# Stack Overflow Tag Predictor
Predict top 10 tags from Stack Overflow questions using LSTM.

Might try transformers or GRU later — this is a basic prototype.

In [None]:
# Mount Google Drive (because dataset is big and already in Drive)
from google.colab import drive
drive.mount('/content/drive')

In [None]:
# Unzipping data... already uploaded to Drive manually
import zipfile
zip_path = '/content/drive/MyDrive/stacksample.zip'
with zipfile.ZipFile(zip_path, 'r') as zip_ref:
    zip_ref.extractall('/content/stacksample')

In [None]:
# Load the main files — skipping Answers.csv for now
import pandas as pd
questions = pd.read_csv('/content/stacksample/Questions.csv', encoding='latin1')
tags = pd.read_csv('/content/stacksample/Tags.csv', encoding='latin1')

In [None]:
# Let's limit to the top 10 most frequent tags
# Might expand this later once it's working well
top_tags = tags['Tag'].value_counts().nlargest(10).index.tolist()
tags = tags[tags['Tag'].isin(top_tags)]
print("Top tags selected:", top_tags)

In [None]:
# Merge questions with their tags
questions_tags = questions.merge(tags, on='Id')
questions_tags['Tag'] = questions_tags['Tag'].astype(str)

In [None]:
# Group tags by question (so we can multi-label)
tag_lists = questions_tags.groupby('Id')['Tag'].apply(list)

# Keep the text part of the questions
questions_text = questions.drop_duplicates(subset='Id').set_index('Id').loc[tag_lists.index]

In [None]:
# Basic text cleaning — may improve with more advanced preprocessing later
import re
def clean_text(text):
    text = re.sub('<.*?>', '', str(text))  # remove HTML
    text = re.sub('[^a-zA-Z]', ' ', text)
    return text.lower()

questions_text['Text'] = (questions_text['Title'] + ' ' + questions_text['Body']).apply(clean_text)

In [None]:
# Convert tag lists into multi-hot vectors
from sklearn.preprocessing import MultiLabelBinarizer
mlb = MultiLabelBinarizer(classes=top_tags)
y = mlb.fit_transform(tag_lists)
print("Label shape:", y.shape)  # should be (num_samples, 10)

In [None]:
# Tokenize and pad sequences
from tensorflow.keras.preprocessing.text import Tokenizer
from tensorflow.keras.preprocessing.sequence import pad_sequences

tokenizer = Tokenizer(num_words=20000)
tokenizer.fit_on_texts(questions_text['Text'])

X_seq = tokenizer.texts_to_sequences(questions_text['Text'])

Problems to solve:
- A) Copy the portion of the tag predictor notebook between "Might try transformers" and "zip_ref.extractall('/content/stacksample')", inclusive.
- B) List every import statement in the tag predictor notebook, in the order they appear.

Data supplied:
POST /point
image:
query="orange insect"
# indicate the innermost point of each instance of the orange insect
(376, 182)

==

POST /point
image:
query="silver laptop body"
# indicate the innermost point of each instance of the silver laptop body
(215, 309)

Answers to the problems:
- A)
Might try transformers or GRU later — this is a basic prototype.

In [None]:
# Mount Google Drive (because dataset is big and already in Drive)
from google.colab import drive
drive.mount('/content/drive')

In [None]:
# Unzipping data... already uploaded to Drive manually
import zipfile
zip_path = '/content/drive/MyDrive/stacksample.zip'
with zipfile.ZipFile(zip_path, 'r') as zip_ref:
    zip_ref.extractall('/content/stacksample')

- B)
from google.colab import drive
import zipfile
import pandas as pd
import re
from sklearn.preprocessing import MultiLabelBinarizer
from tensorflow.keras.preprocessing.text import Tokenizer
from tensorflow.keras.preprocessing.sequence import pad_sequences